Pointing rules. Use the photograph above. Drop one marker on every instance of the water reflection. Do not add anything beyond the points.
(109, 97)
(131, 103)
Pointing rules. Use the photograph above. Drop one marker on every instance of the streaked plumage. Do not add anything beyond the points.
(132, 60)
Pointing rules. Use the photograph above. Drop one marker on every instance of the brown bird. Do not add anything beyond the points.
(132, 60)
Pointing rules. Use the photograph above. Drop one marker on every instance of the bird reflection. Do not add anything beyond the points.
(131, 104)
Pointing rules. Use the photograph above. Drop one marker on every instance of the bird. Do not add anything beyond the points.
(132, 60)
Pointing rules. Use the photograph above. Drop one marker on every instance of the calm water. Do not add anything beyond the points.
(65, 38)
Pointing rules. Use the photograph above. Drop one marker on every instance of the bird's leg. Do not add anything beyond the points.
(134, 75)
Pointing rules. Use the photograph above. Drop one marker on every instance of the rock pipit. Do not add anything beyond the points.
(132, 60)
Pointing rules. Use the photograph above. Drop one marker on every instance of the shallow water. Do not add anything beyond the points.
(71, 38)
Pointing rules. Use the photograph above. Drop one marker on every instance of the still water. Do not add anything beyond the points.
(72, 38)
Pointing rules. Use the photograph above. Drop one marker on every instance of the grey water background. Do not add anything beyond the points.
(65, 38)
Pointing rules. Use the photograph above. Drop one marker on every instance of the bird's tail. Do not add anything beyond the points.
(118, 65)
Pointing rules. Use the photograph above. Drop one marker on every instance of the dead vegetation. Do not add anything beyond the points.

────────────────

# ASSIGNMENT
Each line of the data has to be written out exactly as it appears.

# ANSWER BOX
Pointing rules. Use the photograph above. Drop one marker on every instance of the water reflection. Do not add anything beyond the points.
(109, 97)
(131, 103)
Pointing rules. Use the photograph above. Drop one marker on every instance of the streaked plumage. Do not add anything beyond the points.
(132, 60)
Pointing rules. Use the photograph above. Drop one marker on every instance of the brown bird. Do not add anything beyond the points.
(132, 60)
Pointing rules. Use the photograph above. Drop one marker on every instance of the bird reflection. Do not add anything beyond the points.
(131, 104)
Pointing rules. Use the photograph above. Drop one marker on every instance of the bird. Do not add anything beyond the points.
(132, 60)
Pointing rules. Use the photograph above. Drop one marker on every instance of the calm water. Do not add anything beyond the points.
(65, 38)
Pointing rules. Use the photograph above. Drop one marker on every instance of the bird's leg. Do not add anything beyond the points.
(134, 75)
Pointing rules. Use the photograph above. Drop one marker on every instance of the rock pipit. Do not add anything beyond the points.
(132, 60)
Pointing rules. Use the photograph above. Drop one marker on every instance of the shallow water. Do not add anything beyond the points.
(71, 38)
Pointing rules. Use the photograph above. Drop one marker on every instance of the still water. Do not add anything beyond the points.
(72, 38)
Pointing rules. Use the photograph above. Drop one marker on every instance of the grey water background. Do not add anything beyond the points.
(65, 38)
Pointing rules. Use the photograph above. Drop one marker on every instance of the bird's tail. Do not add anything beyond the points.
(118, 65)
Pointing rules. Use the photograph above. Drop one marker on every instance of the dead vegetation. Do not add anything beyond the points.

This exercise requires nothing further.